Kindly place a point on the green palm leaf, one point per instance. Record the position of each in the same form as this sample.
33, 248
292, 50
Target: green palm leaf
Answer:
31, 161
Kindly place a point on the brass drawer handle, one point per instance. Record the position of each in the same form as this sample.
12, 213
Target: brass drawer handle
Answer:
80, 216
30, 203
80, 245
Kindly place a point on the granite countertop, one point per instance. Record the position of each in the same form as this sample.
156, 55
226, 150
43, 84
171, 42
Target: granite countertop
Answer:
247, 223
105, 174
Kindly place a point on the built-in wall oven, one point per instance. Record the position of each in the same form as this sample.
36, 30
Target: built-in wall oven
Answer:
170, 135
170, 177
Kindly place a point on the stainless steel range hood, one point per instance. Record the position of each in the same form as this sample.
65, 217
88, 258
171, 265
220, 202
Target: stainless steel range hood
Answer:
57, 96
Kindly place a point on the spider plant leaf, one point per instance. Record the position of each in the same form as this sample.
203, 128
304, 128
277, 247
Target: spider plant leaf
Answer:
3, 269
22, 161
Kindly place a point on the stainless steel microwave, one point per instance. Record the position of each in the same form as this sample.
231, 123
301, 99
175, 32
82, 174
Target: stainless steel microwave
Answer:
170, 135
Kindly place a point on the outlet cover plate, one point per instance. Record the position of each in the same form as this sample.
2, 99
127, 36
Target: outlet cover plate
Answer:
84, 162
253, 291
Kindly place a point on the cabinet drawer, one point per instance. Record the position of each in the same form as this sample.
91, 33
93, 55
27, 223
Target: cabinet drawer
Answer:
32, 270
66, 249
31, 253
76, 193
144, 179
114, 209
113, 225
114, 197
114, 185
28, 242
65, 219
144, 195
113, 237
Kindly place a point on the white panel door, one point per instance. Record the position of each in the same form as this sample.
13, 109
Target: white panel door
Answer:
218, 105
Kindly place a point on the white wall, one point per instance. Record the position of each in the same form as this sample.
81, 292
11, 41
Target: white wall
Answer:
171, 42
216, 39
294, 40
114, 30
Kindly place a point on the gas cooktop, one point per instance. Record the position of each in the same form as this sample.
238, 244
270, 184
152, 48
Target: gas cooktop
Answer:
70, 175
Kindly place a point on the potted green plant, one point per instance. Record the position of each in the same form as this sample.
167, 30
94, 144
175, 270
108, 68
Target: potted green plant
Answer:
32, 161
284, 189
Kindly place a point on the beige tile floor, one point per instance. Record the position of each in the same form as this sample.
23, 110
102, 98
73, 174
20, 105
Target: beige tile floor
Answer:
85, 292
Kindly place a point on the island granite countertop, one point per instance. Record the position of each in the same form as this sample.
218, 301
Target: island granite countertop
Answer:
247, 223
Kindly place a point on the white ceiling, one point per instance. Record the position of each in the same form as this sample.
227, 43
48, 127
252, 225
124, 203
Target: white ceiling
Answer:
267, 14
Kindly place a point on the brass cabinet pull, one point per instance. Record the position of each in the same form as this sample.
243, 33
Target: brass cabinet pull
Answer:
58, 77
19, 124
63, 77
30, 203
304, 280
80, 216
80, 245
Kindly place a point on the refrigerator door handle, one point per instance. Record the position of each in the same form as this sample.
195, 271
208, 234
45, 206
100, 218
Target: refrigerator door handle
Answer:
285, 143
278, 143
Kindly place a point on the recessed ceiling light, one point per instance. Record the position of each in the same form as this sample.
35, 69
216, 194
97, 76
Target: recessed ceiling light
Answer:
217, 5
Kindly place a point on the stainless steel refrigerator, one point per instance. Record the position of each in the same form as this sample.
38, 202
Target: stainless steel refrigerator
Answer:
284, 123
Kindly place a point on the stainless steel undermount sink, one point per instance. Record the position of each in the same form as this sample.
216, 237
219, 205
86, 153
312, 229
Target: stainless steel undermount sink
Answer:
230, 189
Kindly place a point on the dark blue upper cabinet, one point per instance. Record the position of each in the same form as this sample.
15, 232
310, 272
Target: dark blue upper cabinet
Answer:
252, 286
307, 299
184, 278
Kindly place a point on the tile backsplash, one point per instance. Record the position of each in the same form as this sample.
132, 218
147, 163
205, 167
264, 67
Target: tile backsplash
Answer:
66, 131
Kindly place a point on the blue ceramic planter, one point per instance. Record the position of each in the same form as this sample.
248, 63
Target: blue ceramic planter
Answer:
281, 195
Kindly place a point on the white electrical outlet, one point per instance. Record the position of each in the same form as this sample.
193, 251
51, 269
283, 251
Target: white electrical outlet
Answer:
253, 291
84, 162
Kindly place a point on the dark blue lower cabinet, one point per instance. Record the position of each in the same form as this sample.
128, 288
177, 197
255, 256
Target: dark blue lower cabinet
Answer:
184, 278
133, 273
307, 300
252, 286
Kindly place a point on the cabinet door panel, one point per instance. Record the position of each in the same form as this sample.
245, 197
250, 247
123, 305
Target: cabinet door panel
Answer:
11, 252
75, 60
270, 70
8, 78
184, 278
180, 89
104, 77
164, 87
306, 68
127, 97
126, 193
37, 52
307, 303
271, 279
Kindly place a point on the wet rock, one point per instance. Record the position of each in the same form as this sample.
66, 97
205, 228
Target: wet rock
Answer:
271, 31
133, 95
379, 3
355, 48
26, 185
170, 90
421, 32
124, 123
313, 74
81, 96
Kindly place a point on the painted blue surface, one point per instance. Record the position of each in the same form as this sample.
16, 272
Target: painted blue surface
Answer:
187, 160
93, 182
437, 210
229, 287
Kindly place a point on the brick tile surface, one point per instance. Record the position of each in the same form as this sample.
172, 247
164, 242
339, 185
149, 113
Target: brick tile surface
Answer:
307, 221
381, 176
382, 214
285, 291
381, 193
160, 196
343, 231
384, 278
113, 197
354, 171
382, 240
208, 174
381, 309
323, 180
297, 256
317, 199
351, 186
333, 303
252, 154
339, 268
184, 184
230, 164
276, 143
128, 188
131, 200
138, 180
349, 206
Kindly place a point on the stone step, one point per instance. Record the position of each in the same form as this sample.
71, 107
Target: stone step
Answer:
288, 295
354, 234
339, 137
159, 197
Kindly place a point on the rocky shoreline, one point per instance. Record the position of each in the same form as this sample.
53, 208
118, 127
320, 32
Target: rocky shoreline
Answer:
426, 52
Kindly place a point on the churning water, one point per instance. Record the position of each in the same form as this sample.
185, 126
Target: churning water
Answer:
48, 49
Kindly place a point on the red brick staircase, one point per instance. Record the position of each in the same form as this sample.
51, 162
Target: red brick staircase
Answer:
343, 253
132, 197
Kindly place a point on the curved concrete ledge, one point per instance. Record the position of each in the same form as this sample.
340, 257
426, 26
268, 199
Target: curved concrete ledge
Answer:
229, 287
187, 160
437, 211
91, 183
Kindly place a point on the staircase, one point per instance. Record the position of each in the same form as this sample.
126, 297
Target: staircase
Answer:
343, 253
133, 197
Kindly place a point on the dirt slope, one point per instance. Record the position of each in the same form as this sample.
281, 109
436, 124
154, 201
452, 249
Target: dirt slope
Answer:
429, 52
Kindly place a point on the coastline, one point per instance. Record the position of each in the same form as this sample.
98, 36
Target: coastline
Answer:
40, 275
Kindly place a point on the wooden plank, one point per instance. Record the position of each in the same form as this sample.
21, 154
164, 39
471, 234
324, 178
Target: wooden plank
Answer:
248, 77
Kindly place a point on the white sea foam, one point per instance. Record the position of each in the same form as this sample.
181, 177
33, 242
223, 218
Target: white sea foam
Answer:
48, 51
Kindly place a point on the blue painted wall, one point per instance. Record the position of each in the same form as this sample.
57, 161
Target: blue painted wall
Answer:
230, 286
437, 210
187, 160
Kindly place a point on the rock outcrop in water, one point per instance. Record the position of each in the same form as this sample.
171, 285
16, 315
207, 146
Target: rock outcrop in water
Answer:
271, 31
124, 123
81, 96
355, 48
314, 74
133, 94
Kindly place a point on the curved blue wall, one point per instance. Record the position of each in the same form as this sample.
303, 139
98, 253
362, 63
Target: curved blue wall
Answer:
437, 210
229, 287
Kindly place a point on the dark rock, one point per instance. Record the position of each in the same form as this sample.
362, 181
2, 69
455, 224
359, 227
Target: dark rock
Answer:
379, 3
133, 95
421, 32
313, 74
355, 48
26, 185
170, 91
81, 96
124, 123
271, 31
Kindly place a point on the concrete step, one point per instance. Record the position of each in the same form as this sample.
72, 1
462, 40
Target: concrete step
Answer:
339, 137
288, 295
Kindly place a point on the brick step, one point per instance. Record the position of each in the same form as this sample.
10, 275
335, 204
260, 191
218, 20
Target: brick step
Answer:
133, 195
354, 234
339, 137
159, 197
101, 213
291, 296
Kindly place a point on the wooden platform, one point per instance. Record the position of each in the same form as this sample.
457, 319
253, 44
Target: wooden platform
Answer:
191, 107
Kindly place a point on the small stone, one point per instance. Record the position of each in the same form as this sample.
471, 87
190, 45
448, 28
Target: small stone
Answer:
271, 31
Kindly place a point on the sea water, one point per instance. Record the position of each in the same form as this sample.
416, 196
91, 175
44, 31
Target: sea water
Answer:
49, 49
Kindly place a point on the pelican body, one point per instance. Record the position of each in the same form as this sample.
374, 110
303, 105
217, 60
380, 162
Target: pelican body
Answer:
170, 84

• _What you have to do_: Identify the lines of the entries containing the string "spider". Copy each such line.

• _Response below_:
Kindly place a point on the spider plant leaf, one point per instance. Record the position of each in the same form as this sample.
Target: spider plant leaf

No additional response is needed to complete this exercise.